-- start of Records for the exercise --

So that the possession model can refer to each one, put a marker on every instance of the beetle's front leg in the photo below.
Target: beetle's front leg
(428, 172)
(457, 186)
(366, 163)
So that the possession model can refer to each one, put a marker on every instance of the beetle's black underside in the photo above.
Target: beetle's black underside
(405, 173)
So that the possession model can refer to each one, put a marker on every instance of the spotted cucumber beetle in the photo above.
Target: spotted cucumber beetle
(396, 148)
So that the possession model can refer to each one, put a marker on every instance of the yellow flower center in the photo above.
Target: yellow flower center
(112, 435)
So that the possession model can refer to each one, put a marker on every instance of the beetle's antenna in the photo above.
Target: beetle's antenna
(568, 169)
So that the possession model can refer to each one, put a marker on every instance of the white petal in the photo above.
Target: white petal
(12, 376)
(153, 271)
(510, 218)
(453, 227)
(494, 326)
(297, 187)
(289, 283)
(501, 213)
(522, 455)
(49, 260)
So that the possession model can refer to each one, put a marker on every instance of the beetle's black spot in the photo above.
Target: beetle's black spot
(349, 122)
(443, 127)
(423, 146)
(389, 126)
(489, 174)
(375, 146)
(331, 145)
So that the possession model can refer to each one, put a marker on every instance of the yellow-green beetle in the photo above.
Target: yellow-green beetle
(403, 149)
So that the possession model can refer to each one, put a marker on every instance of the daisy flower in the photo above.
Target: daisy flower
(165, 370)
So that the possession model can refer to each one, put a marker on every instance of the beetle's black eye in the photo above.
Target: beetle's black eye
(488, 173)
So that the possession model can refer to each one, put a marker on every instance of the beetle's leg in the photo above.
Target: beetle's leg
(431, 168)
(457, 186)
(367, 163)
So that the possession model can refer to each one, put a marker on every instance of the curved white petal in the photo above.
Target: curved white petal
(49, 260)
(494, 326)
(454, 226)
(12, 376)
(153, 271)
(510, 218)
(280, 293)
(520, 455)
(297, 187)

-- end of Records for the exercise --

Copy all of the items above word for word, in the same order.

So that the possession model can refer to each one, put a marker on every instance of the beetle's front leg in the photo below.
Target: beetle's front leg
(428, 172)
(457, 186)
(366, 163)
So that the possession model can refer to each one, put a marker on every instance of the beetle's black underside in the photo above.
Target: beetle's black underside
(405, 173)
So that the possession model can refer to each one, put a marker on every instance of the spotted cucumber beetle in the photo above.
Target: spotted cucumber beetle
(396, 148)
So that the possession model can refer to each one, put a marker on every instance of the yellow flower center in the photo above.
Target: yellow flower center
(112, 435)
So that the possession model can refer to each one, put a marker on every instance of the beetle's antenna in the photo above.
Target: beetle's antenna
(568, 169)
So that the possession model can refer to each one, put a marker on every instance of the white petal in the photo above.
Target: white petal
(12, 376)
(153, 271)
(510, 218)
(453, 227)
(494, 326)
(297, 187)
(289, 283)
(501, 213)
(522, 455)
(49, 260)
So that the possession model can refer to each one, put a marker on every instance of the beetle's black spot in the photo above.
Target: beetle's black spot
(349, 122)
(443, 127)
(423, 146)
(389, 126)
(489, 174)
(375, 146)
(331, 145)
So that the possession model can refer to each one, put a marker on every instance of the yellow-green beetle in the photo above.
Target: yellow-green beetle
(403, 149)
So that the possession model can refer to each one, put a marker on every instance of the daisy flower in the photo above.
Target: daisy flower
(165, 370)
So that the possession model can refer to each one, put a marker on every instance of the beetle's black eye in the photo above.
Target: beetle's black eye
(488, 173)
So that the possession model can refer to each one, put a marker on every instance of the beetle's leg in the photo above.
Target: beetle's leg
(431, 168)
(457, 186)
(367, 163)
So that the possession model can refer to each one, put a marker on every instance of the curved white petal in the photo above.
Target: curved white petal
(49, 260)
(494, 326)
(454, 226)
(12, 376)
(153, 271)
(510, 218)
(280, 293)
(520, 455)
(297, 187)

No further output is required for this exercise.